- _SUPPLIED PASSAGE_
□ □ □ □
Time to show teaching matters

Tuesday, April 7th, 2009

February 2, 2007 Ed Cartoon

Officially, Western’s professors are expected to devote 40 per cent of their time to teaching and 40 per cent to research; some believe research takes precedence over teaching ability in spite of these numbers.

It’s understandable Western’s administration wants a research-intensive faculty, as research generates money and prestige for the school.

However, good teaching skills shouldn’t be overlooked. Enthusiastic and engaging professors not only inspire students to learn more but also create a positive buzz about the school.

Research often enhances professors’ classroom skills. Their expertise and enthusiasm for a subject motivates students and their cutting-edge research can add a fresh perspective to the curriculum.

Unfortunately, many professors put too much energy into research and too little into their lectures. Many tenured professors are reluctant to teach first and second-year courses as they’d rather focus on their research or teach graduate students.

Even when experienced professors teach lower-level courses, their high expectations, lack of enthusiam or intellectual sophistication can confuse and frustrate students rather than inspire them.

Students pay lots of money to attend university and obtain a quality education; they want to be taught by the best of the best. One thing distinguishing Western from other schools and drawing students to it is its high-calibre faculty. It’s frustrating to discover many of these talented professors are too busy researching to teach properly, or at all.
□ □ □ □
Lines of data
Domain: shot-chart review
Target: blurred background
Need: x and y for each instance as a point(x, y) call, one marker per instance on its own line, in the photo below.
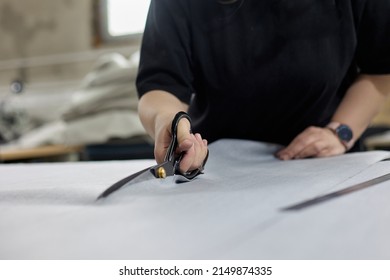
point(67, 72)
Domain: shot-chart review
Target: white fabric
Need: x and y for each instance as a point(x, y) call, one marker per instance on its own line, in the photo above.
point(233, 211)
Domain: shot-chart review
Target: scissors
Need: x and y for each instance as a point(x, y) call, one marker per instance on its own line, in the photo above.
point(169, 167)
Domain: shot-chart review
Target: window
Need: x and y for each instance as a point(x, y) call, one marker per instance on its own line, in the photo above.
point(123, 19)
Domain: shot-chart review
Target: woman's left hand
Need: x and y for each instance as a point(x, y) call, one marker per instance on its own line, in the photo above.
point(313, 142)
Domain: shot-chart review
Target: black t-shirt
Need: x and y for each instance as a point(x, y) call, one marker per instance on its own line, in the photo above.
point(262, 69)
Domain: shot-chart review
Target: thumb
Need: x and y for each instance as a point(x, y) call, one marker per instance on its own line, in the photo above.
point(184, 138)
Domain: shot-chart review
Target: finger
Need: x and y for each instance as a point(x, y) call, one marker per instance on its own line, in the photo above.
point(194, 157)
point(184, 138)
point(299, 143)
point(314, 150)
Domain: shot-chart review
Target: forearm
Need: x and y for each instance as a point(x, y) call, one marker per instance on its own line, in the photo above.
point(362, 102)
point(154, 106)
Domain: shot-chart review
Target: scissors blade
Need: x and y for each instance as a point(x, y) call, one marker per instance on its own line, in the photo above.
point(133, 178)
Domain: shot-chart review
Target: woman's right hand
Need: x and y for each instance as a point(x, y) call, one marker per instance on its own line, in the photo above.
point(192, 145)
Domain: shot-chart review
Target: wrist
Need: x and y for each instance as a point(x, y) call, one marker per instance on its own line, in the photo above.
point(343, 132)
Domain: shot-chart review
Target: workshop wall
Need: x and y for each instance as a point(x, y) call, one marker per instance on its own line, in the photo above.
point(37, 28)
point(48, 40)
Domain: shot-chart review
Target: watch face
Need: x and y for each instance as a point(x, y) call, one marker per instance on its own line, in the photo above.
point(344, 133)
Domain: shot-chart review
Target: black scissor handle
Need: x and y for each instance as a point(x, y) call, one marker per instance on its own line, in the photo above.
point(170, 155)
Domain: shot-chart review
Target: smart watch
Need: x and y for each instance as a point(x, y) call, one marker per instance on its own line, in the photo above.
point(343, 132)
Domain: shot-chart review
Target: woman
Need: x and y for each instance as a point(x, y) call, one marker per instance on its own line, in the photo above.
point(306, 74)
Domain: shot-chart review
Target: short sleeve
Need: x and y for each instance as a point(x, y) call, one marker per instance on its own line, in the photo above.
point(373, 51)
point(165, 61)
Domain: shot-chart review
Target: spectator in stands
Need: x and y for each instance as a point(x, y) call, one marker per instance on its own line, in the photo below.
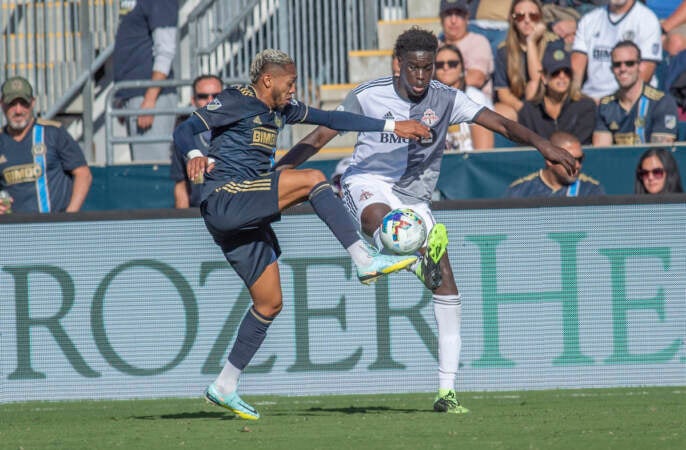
point(462, 137)
point(657, 173)
point(478, 57)
point(600, 30)
point(41, 166)
point(558, 105)
point(554, 181)
point(673, 27)
point(187, 194)
point(561, 17)
point(636, 113)
point(144, 49)
point(518, 63)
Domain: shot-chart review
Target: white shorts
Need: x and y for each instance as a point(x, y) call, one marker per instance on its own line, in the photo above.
point(362, 190)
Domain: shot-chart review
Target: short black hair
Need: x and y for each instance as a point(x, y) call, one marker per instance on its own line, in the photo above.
point(627, 43)
point(200, 78)
point(415, 40)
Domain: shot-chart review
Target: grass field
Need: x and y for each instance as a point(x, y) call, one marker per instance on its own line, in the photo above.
point(636, 418)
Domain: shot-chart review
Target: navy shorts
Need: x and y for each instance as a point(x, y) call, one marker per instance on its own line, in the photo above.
point(238, 216)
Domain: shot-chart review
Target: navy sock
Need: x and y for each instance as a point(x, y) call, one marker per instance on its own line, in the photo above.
point(250, 336)
point(332, 212)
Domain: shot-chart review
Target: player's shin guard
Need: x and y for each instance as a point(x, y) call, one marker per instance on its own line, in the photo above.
point(448, 312)
point(250, 336)
point(332, 212)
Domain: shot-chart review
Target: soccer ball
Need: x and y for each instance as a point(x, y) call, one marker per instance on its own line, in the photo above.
point(403, 231)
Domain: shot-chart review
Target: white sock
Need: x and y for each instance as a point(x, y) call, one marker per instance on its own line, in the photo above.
point(227, 381)
point(448, 312)
point(359, 253)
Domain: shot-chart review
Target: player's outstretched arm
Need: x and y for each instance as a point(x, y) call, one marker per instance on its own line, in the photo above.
point(313, 142)
point(306, 148)
point(185, 146)
point(519, 133)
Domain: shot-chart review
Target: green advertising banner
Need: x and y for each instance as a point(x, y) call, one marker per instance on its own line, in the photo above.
point(563, 296)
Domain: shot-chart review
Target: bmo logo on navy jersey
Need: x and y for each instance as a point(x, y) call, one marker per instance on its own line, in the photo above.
point(392, 138)
point(602, 53)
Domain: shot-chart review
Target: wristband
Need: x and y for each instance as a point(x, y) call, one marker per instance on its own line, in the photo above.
point(389, 126)
point(195, 153)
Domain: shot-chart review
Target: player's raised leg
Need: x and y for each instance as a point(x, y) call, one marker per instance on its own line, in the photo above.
point(297, 185)
point(267, 303)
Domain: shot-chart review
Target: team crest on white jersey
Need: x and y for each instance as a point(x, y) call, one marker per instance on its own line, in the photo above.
point(429, 118)
point(365, 195)
point(629, 35)
point(214, 105)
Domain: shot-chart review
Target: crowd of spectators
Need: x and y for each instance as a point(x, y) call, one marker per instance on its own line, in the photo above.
point(607, 72)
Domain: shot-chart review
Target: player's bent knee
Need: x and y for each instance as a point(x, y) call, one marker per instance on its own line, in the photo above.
point(314, 177)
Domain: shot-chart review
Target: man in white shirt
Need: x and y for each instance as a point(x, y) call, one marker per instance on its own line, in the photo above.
point(599, 31)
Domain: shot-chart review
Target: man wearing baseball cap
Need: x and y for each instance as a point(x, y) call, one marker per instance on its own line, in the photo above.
point(558, 104)
point(41, 166)
point(475, 48)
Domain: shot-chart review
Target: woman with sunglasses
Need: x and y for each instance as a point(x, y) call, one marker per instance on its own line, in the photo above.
point(462, 137)
point(518, 62)
point(657, 173)
point(558, 104)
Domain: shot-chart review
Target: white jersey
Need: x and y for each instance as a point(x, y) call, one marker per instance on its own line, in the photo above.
point(412, 167)
point(597, 34)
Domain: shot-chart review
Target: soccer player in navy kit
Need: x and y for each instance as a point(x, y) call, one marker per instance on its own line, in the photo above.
point(242, 196)
point(388, 173)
□ □ □ □
- _INSTRUCTION_
Write the next part of the editorial on teaching and research at Western, picking up after its last sentence. The records are unrelated to the editorial on teaching and research at Western.

- _RESPONSE TO THE EXERCISE_
Western’s part-time or limited-term faculty, who aren’t required to conduct research, are noticeably enthusiastic and dedicated to teaching.Though they may lack the accolades of tenured professors, the quality of education they offer students isn’t necessarily worse.

Having tenured professors teaching lower-level courses is ideal, but perhaps not realistic. After all, award-winning researchers can only teach beginners so much. Their expert knowledge can better benefit upper-level students looking to specialize in a subject.

These professors can challenge upper-year students to push new limits, while enthusiastic but less experienced professors can provide first-year students with a subject’s basic building blocks and inspire them to reach a higher level of learning.

Western must ensure its teaching is on par with its research. There are numerous ways Western can ensure research doesn’t trump teaching. For example, the school could have prize-winning researchers assist limited or part-time faculty in the classroom or could offer more incentives and awards to talented teachers.

Students and teachers also play a role in keeping Western’s teaching on par with its research. Attentive and eager students make teachers enthusiastic and engaging, and vice versa.

It’s time to show teaching matters.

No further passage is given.